---------- Exercise data ----------
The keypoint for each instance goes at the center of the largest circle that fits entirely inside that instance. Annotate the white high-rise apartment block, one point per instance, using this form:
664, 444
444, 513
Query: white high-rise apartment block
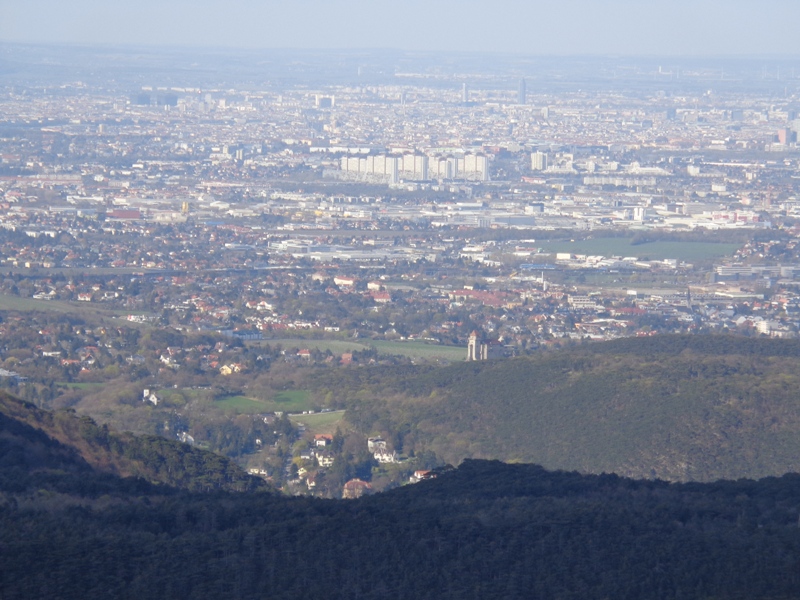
539, 161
----------
Task details -> Without the pictures, restate each entry exactly.

Solved problem ->
The keypoint for each instance goes at the center of the largest circle that fits entirely inside that instance. Annotate the white high-rise apartment block, one point per instance, using this form:
664, 444
444, 513
Query: white high-rise apartment block
539, 161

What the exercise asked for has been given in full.